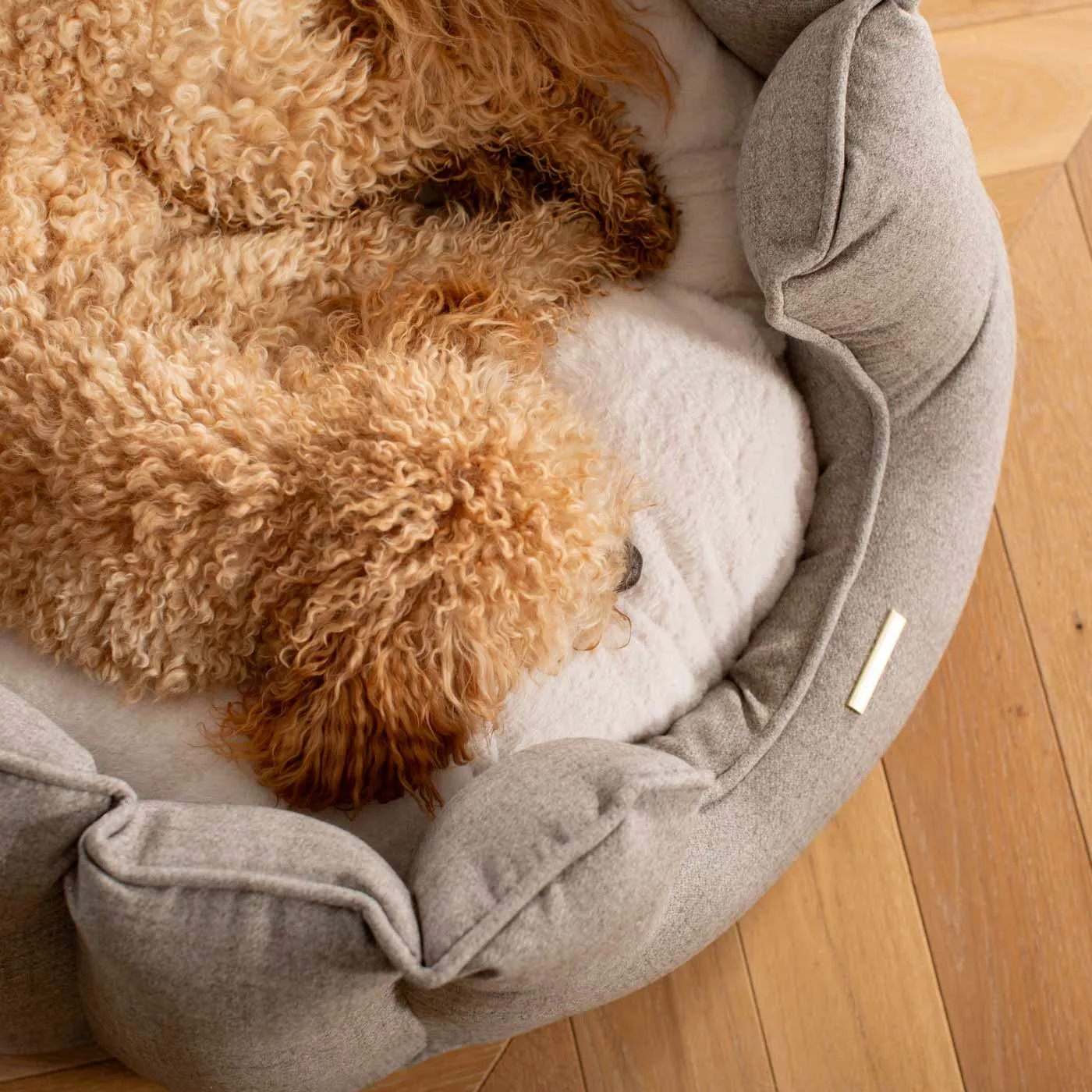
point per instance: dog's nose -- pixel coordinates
(633, 566)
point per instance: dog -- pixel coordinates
(275, 282)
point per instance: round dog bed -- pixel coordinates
(237, 948)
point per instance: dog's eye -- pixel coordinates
(633, 566)
(429, 196)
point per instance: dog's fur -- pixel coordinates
(265, 420)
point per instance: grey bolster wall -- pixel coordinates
(236, 949)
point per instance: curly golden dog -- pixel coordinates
(275, 280)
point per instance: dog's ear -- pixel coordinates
(342, 717)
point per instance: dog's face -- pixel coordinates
(488, 538)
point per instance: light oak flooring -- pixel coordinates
(938, 934)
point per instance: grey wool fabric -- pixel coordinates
(235, 949)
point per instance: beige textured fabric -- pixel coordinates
(242, 949)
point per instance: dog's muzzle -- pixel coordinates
(633, 566)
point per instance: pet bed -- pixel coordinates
(232, 947)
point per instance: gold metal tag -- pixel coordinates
(877, 661)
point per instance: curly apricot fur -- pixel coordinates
(264, 420)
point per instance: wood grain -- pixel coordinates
(1045, 500)
(1015, 197)
(459, 1072)
(543, 1061)
(996, 853)
(695, 1031)
(30, 1065)
(1080, 177)
(1024, 87)
(106, 1077)
(842, 973)
(944, 14)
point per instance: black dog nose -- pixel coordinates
(633, 566)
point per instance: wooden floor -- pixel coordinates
(938, 934)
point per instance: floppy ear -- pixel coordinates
(342, 718)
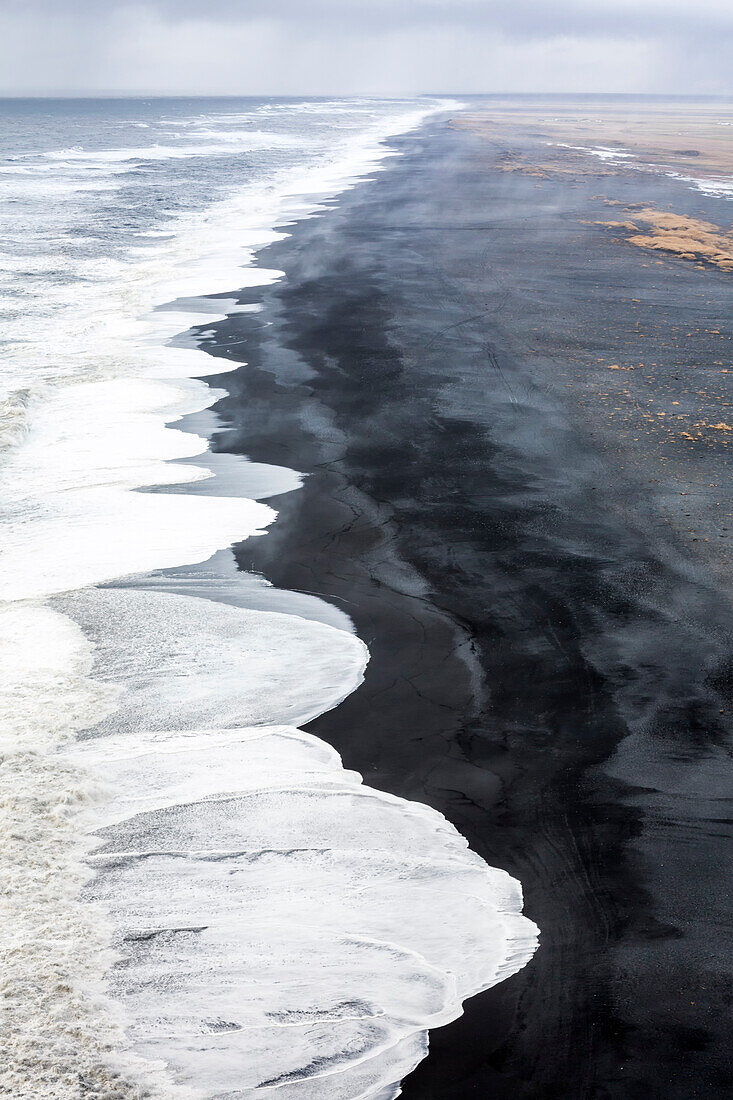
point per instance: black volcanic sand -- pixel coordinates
(550, 651)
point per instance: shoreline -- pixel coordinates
(542, 647)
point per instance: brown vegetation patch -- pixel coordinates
(688, 238)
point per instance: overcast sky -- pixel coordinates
(362, 46)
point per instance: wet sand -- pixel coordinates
(480, 381)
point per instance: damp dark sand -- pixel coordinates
(499, 404)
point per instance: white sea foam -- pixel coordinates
(223, 827)
(277, 922)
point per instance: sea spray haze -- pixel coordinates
(201, 900)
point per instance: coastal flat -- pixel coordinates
(515, 422)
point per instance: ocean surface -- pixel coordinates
(199, 900)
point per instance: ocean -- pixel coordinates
(199, 900)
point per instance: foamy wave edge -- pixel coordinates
(88, 1029)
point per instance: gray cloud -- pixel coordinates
(323, 46)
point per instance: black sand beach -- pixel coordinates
(474, 375)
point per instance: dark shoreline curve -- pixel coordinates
(550, 663)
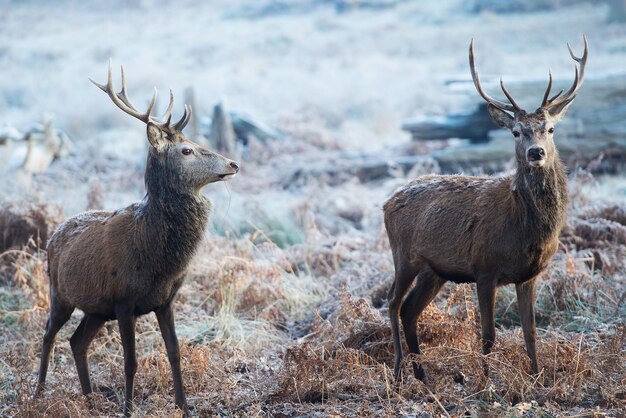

--------------------

**INSTRUCTIONS TO FOLLOW**: Everything in the records goes into your answer exactly, except the pictures.

**TASK RESULT**:
point per instance: dog's nose -- pixel coordinates
(633, 566)
point per instance: dog -- pixel coordinates
(275, 282)
point per instance: round dog bed -- pixel coordinates
(237, 948)
point per instance: dog's eye -- pixel coordinates
(633, 566)
(429, 196)
point per instance: dog's fur -- pixel coordinates
(265, 420)
point per instance: grey bolster wall -- pixel coordinates
(236, 949)
point per instance: curly golden dog -- pixel coordinates
(275, 280)
point per instance: dog's ear -- pixel coordinates
(342, 717)
point per instance: dog's face -- pixel coordinates
(488, 538)
point per instance: light oak flooring -- pixel coordinates
(938, 934)
point per instance: grey wool fabric -- pixel coordinates
(235, 949)
point per instance: beige textured fabric -- pixel coordinates
(242, 949)
point per instance: dog's muzzle -- pixel coordinates
(633, 566)
point per instance: pet bed -- pixel coordinates
(232, 947)
point per instance: gold metal tag -- pixel coordinates
(877, 661)
point per instance: curly apricot fur -- pixel coordinates
(264, 420)
point per instance: wood grain -- pixel coordinates
(1045, 500)
(1015, 197)
(459, 1072)
(543, 1061)
(996, 853)
(695, 1031)
(30, 1065)
(1080, 177)
(1024, 87)
(106, 1077)
(842, 973)
(944, 14)
point per instance: black dog nose -- pixel coordinates
(633, 566)
point per instance: wooden floor -- pixel coordinates
(938, 934)
point per instance: floppy ear -- pixel coordinates
(342, 718)
point per instance: black volcanic sand -- pixel coordinates
(550, 651)
point per instance: shoreline -- pixel coordinates
(542, 647)
point per instance: brown vegetation patch -- pixel coordinates
(688, 238)
point per instance: overcast sky -- pixel coordinates
(362, 46)
point per instance: wet sand -- pixel coordinates
(480, 381)
point per instance: damp dark sand -- pixel coordinates
(499, 404)
point per instance: white sea foam -- pixel coordinates
(223, 827)
(277, 922)
point per instance: sea spray haze -- pixel coordinates
(201, 900)
point per instance: coastal flat -- pixel coordinates
(515, 422)
point per instance: ocean surface -- pixel coordinates
(199, 900)
point per instance: ocean -- pixel coordinates
(199, 900)
point per instance: foamy wave edge -- pixel coordinates
(88, 1029)
point per instance: gray cloud -- pixel coordinates
(323, 46)
point per instance: black sand beach -- pixel coordinates
(474, 375)
point per instance: dark shoreline curve -- pixel coordinates
(550, 663)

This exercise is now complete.